» EXERCISE INSTRUCTIONS: Rewrite the material below from the line containing "Might you point out the beige" through the line containing "Target: tall stone column", swapping "arched window" for "round window" and leaving everything else as it is. Return only those lines.

» RECORDS FOR THIS EXERCISE:

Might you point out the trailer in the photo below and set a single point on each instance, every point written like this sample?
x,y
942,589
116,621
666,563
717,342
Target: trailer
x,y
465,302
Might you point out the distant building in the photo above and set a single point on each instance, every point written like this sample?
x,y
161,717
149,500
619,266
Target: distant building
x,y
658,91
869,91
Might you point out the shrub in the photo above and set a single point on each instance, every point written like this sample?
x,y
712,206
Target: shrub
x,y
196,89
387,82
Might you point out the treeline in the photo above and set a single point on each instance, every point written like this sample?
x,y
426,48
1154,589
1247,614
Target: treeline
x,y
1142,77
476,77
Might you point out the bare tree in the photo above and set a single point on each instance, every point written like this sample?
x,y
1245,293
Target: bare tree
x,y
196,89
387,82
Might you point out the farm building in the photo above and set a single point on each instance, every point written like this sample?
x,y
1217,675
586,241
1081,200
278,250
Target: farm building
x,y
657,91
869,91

--

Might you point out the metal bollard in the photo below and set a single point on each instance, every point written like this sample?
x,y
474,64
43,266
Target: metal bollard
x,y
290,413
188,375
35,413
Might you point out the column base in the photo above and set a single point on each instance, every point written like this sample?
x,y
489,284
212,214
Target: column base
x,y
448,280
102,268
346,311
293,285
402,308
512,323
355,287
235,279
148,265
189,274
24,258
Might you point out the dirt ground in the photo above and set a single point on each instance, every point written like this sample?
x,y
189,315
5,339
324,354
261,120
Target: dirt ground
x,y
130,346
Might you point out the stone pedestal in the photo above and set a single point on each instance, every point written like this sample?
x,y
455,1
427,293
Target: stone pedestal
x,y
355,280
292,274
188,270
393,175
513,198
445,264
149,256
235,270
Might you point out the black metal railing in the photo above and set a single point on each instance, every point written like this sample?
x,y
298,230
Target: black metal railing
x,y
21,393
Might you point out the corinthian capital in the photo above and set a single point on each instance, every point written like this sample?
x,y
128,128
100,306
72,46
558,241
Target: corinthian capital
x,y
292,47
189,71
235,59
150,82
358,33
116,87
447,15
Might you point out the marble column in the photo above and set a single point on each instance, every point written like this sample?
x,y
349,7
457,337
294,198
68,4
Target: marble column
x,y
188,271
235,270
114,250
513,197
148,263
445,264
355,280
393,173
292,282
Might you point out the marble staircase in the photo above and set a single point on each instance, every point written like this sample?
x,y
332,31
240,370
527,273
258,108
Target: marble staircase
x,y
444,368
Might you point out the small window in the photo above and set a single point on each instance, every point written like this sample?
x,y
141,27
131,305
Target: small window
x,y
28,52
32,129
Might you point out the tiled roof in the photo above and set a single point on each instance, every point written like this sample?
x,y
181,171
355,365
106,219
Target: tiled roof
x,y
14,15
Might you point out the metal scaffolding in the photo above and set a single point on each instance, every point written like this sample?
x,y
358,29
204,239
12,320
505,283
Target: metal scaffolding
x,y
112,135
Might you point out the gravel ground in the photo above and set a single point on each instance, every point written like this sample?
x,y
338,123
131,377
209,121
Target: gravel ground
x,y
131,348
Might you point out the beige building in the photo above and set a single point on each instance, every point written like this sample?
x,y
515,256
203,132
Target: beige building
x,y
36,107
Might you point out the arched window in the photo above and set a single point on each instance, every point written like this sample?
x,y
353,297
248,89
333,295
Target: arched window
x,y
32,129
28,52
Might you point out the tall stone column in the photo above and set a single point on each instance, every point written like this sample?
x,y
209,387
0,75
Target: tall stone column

» SOLUTION:
Might you point out the beige building in the photo above and set a single point on each instance, every point written like this sample?
x,y
515,256
203,132
Target: beige building
x,y
36,107
Might you point out the round window in the photo above and set a single point on each instance, every point written like this sample?
x,y
353,297
248,89
333,295
Target: round window
x,y
32,129
28,52
Might you point out the tall stone column in the photo above and set a single point on each instance, every point written like this sample?
x,y
209,387
0,75
Target: tall stone column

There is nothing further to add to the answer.